Reviews: New books this February
Margie Sarsfield’s Beta Vulgaris, Sonya Walger’s Lion, and more.
Here’s what I’m thinking for my cadence on Substack. About four posts a month. Some combination of the following:
First, a roundup of capsule reviews for new titles that month, plus what I’m reading and reviewing at the moment—you’re reading this now. (Here’s last month’s edition).
Then, a more in-depth review of a single, soon-to-be-released book (this month, I’m going to cover Rebecca West’s Radio Treason: The Trials of Lord Haw-Haw, the British Voice of Nazi Germany, coming on February 11).
A feature? Last month I wrote about what leads me to write a negative book review. Recently, I resurrected an old piece about digging into the archive of my college radio station. There was also this roundup of weird, offbeat books.
I might do some quick takes on some favorites from my bookshelf, like this one on how Stoner is a great book about an awful person. We’ll see how it develops.
And finally, a look into my “personal backlist.” I’ve been reviewing books and music for 22 years, and I’m excited for the opportunity to highlight some of those older pieces and give those books and albums another look—here’s the January edition.
But for now, the present (or near future):
Beta Vulgaris by Margie Sarsfield
(W.W. Norton, February 11)

* * *

Set of tasks -
(1) Translate the sentence "We’ll see how it develops." from the reviews post into Spanish.
(2) Update the section of the reviews post that opens with "I might do some" and closes with "how it develops.", writing "picks" in place of "favorites".

(Pointing entries for labeled objects)
* * *

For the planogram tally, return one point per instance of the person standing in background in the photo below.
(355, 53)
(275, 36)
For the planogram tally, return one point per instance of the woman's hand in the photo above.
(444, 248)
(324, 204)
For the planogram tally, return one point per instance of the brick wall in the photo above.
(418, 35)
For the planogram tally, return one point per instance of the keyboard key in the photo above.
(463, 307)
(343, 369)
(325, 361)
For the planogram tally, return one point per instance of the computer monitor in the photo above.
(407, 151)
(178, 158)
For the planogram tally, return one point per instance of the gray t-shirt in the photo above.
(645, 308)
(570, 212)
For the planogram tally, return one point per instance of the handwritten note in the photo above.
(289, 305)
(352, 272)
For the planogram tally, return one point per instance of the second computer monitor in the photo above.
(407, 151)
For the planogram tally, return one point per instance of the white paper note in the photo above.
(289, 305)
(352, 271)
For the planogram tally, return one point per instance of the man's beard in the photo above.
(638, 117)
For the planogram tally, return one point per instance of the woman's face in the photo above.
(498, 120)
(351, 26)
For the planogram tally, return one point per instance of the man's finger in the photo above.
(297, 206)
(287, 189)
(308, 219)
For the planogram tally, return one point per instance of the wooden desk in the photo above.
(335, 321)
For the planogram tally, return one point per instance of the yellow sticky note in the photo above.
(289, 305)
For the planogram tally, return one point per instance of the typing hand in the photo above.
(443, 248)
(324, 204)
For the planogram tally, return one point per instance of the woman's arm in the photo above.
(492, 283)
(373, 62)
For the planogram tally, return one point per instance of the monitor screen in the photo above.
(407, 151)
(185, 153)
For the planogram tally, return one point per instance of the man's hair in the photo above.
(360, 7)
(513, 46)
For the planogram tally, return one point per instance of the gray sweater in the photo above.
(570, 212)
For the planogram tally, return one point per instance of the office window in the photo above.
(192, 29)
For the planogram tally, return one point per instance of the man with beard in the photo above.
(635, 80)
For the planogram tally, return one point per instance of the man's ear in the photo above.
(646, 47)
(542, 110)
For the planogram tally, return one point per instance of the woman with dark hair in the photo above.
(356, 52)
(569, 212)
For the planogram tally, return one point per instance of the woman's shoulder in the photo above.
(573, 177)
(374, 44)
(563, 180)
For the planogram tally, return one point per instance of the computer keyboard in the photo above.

* * *

Results for each task -
(1) Ya veremos cómo evoluciona.

(2)
I might do some quick takes on some picks from my bookshelf, like this one on how Stoner is a great book about an awful person. We’ll see how it develops.